> _Exercise_:
Could you copy every one of the entries below word for word, keeping each line unchanged?
>> BEGIN
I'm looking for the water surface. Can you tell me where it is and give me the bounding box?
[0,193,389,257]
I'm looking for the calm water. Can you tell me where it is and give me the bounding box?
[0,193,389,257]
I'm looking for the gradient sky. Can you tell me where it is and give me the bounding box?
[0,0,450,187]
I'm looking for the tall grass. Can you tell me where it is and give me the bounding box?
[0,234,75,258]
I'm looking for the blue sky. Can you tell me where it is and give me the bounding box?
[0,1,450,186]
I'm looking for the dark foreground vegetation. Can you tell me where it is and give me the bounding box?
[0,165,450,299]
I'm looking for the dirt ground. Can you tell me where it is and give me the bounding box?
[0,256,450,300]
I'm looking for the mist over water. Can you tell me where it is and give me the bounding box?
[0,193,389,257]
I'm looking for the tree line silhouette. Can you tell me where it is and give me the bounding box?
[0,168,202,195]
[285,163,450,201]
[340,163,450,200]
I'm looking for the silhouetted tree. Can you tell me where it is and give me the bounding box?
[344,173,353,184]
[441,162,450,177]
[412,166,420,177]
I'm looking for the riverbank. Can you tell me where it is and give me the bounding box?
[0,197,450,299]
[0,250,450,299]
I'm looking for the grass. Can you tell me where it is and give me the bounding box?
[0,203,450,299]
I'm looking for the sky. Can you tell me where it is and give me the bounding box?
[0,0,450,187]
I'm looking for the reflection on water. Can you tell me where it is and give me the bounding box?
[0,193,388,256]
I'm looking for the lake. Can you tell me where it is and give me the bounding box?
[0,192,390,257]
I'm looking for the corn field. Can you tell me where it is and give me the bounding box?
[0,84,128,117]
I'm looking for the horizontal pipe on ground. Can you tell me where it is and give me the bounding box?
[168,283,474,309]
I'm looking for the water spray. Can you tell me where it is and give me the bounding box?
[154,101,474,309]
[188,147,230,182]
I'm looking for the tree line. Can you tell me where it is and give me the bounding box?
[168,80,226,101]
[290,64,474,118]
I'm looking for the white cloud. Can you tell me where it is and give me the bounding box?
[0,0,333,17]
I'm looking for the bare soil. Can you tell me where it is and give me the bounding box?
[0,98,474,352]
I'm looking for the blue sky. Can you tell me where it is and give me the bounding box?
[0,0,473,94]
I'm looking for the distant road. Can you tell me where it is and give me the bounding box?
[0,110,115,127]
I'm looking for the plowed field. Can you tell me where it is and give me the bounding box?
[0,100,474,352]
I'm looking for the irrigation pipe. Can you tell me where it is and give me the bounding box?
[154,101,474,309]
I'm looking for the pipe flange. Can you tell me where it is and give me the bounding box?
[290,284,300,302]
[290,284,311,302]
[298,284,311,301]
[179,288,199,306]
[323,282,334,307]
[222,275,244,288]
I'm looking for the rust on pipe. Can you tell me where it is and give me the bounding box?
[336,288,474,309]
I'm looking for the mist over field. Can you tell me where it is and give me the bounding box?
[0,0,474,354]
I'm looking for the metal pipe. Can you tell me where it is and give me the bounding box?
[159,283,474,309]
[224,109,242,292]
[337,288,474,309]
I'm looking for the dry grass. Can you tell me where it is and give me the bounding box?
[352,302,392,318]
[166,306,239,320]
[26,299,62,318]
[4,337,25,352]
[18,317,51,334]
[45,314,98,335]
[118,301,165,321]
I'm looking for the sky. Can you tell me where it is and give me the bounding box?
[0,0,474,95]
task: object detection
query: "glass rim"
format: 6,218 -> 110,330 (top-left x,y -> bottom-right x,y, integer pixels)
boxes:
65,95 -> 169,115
>> END
> _Task solution_:
I'm looking for the water surface. Can you tell me where it is and give me the bounding box?
[0,193,389,257]
I'm looking for the calm water. Can you tell me where it is and give me the bounding box?
[0,193,389,257]
I'm looking for the gradient sky. Can you tell me where it is and give me the bounding box?
[0,0,450,187]
I'm looking for the tall grass. Can you tell me where it is and give me the bounding box?
[0,234,75,258]
I'm looking for the blue sky. Can you tell me where it is and give me the bounding box?
[0,1,450,186]
I'm looking for the dark foreground vegetation. Can you tell me where it is and give me the bounding box?
[0,165,450,299]
I'm looking for the dirt ground. Can you tell me where it is and give me the bounding box?
[0,256,450,300]
I'm looking for the mist over water. Can you tell me where it is and give me the bounding box?
[0,193,389,257]
I'm looking for the tree line silhouette. Can you tell me where it is and give me the bounding box?
[0,168,202,195]
[285,163,450,201]
[340,163,450,200]
I'm looking for the silhouetted tree. Can you tell me where it is and give me the bounding box?
[344,173,353,184]
[441,162,450,177]
[412,166,420,177]
I'm looking for the riverbank. Can you tell me where it is and give me the bounding box?
[0,197,450,299]
[0,250,450,299]
I'm looking for the grass. Can you tell me where it is and give me the bounding box?
[0,203,450,299]
I'm looking for the sky. Can you tell me where it is and give me the bounding box?
[0,0,450,187]
I'm looking for the reflection on water. Can you tell me where it is and give me the bounding box?
[0,193,388,256]
I'm looking for the lake. Can you tell me where it is and give me the bounding box?
[0,192,390,257]
I'm looking for the corn field. Can you tell me where it is and give me the bounding box?
[0,84,128,117]
I'm looking for the horizontal pipe on ground. Can you tell me where it is and give me the bounding box?
[168,283,474,309]
I'm looking for the water spray. Can you tell me where it is and give me the bounding box?
[154,101,474,309]
[188,147,230,182]
I'm looking for the tree line. Can you tell me where it is and give me the bounding box?
[168,80,226,101]
[290,64,474,118]
I'm looking for the white cloud. Can you tell me where it is and give me the bounding box?
[0,0,333,17]
I'm looking for the bare soil. Can you tell me where it is and give me the bounding box?
[0,98,474,352]
I'm looking for the blue sky. Can you tell me where it is and give me the bounding box?
[0,0,473,94]
I'm looking for the distant road. Can you tell me where it is and give me the bounding box?
[0,110,115,127]
I'm looking for the plowed field. Can you tell me where it is and give me the bounding box?
[0,100,474,352]
I'm looking for the irrigation pipe. Can you tell me where it is and give me the bounding box?
[154,101,474,309]
I'm looking for the pipe flange. Can you tell me where it is and give me the bounding box?
[290,284,300,302]
[290,284,311,302]
[298,284,311,301]
[179,288,199,306]
[323,282,334,307]
[222,275,244,288]
I'm looking for the rust on pipe. Can you tell me where it is and give me the bounding box?
[336,288,474,309]
I'm looking for the mist over field. Can you tell me where it is and give me the bounding box?
[0,0,474,354]
I'm looking for the metal pipe. Can you tell me where it is and give me the bounding box?
[159,283,474,309]
[224,109,242,292]
[337,288,474,309]
I'm looking for the dry grass. Can you tell me where it is and give me the bounding box?
[352,302,392,318]
[166,306,239,320]
[26,299,62,318]
[4,337,25,352]
[18,317,51,334]
[45,314,98,335]
[118,301,165,321]
I'm looking for the sky. Can you tell me where it is and give me the bounding box?
[0,0,474,95]
task: object detection
query: "glass rim"
format: 6,218 -> 110,330 (top-left x,y -> bottom-right x,y, integer pixels)
boxes:
65,95 -> 169,115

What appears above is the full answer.